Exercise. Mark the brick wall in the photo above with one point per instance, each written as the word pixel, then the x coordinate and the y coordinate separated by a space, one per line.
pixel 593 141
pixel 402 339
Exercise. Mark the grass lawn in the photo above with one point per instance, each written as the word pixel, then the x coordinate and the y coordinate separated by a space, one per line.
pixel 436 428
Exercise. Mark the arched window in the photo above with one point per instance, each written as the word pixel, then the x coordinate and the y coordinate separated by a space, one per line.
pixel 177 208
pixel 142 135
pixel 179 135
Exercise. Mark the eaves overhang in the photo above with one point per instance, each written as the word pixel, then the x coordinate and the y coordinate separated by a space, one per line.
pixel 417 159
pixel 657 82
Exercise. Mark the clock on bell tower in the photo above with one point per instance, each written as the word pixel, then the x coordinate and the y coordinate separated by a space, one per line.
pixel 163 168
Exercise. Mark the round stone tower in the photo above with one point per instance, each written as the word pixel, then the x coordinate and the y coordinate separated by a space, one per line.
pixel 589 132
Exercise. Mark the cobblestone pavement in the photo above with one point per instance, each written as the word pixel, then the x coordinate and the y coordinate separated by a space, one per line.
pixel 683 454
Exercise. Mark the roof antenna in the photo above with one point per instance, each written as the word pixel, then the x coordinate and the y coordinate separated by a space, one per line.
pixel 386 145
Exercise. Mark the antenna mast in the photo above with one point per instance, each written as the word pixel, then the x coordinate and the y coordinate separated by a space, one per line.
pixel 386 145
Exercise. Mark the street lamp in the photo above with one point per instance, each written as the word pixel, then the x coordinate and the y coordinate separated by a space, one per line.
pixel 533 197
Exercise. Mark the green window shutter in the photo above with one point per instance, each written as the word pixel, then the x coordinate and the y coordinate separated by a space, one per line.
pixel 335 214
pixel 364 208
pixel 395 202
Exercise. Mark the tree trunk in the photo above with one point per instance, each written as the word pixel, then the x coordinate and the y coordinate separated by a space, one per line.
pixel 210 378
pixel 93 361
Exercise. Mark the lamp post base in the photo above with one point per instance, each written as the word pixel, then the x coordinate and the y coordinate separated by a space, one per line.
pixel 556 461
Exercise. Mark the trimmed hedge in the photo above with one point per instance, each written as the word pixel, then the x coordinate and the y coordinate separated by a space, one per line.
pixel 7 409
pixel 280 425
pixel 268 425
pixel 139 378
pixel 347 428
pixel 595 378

|---|

▶ [제시 문제] 위의 항목을 모두 열 이름이 prompt와 target인 두 열짜리 CSV로 변환하십시오. 항목마다 한 행을 두어 본문은 prompt, 답은 target 열에 각각 따옴표로 묶은 한 필드로 넣고, 줄바꿈은 공백으로 바꾸십시오.

▶ [과제 결과]
prompt,target
"Exercise. Mark the brick wall in the photo above with one point per instance, each written as the word pixel, then the x coordinate and the y coordinate separated by a space, one per line.","pixel 593 141 pixel 402 339"
"Exercise. Mark the grass lawn in the photo above with one point per instance, each written as the word pixel, then the x coordinate and the y coordinate separated by a space, one per line.","pixel 436 428"
"Exercise. Mark the arched window in the photo above with one point per instance, each written as the word pixel, then the x coordinate and the y coordinate separated by a space, one per line.","pixel 177 208 pixel 142 135 pixel 179 135"
"Exercise. Mark the eaves overhang in the photo above with one point per instance, each written as the word pixel, then the x coordinate and the y coordinate separated by a space, one per line.","pixel 417 159 pixel 657 82"
"Exercise. Mark the clock on bell tower in the photo above with one point per instance, each written as the word pixel, then the x coordinate and the y coordinate separated by a space, one per line.","pixel 163 168"
"Exercise. Mark the round stone tower in the photo above with one point per instance, each written as the word pixel, then the x coordinate and the y coordinate separated by a space, one per line.","pixel 589 132"
"Exercise. Mark the cobblestone pavement in the photo above with one point per instance, each written as the word pixel, then the x coordinate and the y coordinate separated by a space, one per line.","pixel 683 454"
"Exercise. Mark the roof antenna in the photo above with one point per instance, each written as the word pixel, then the x coordinate and the y coordinate separated by a space, one per line.","pixel 386 145"
"Exercise. Mark the antenna mast in the photo above with one point per instance, each written as the word pixel, then the x coordinate and the y coordinate separated by a space, one per line.","pixel 386 145"
"Exercise. Mark the street lamp in the photo above with one point per instance, each written as the word pixel, then the x coordinate and the y coordinate separated by a space, one per line.","pixel 533 197"
"Exercise. Mark the green window shutter in the photo above with one point per instance, each written as the word pixel, then the x coordinate and the y coordinate separated by a space, one per line.","pixel 335 214 pixel 364 208 pixel 395 202"
"Exercise. Mark the tree trunk in the photo above with one point per instance, each written as the word pixel, then the x coordinate and the y coordinate separated by a space, one per line.","pixel 210 378 pixel 93 361"
"Exercise. Mark the lamp post base in the photo above with one point per instance, each written as the word pixel, then the x coordinate and the y coordinate separated by a space, one per line.","pixel 556 461"
"Exercise. Mark the trimmed hedge in the photo above with one point per instance, each written as the word pixel, then the x coordinate and the y coordinate separated by a space, one per line.","pixel 7 409 pixel 280 425 pixel 268 425 pixel 139 378 pixel 347 428 pixel 595 378"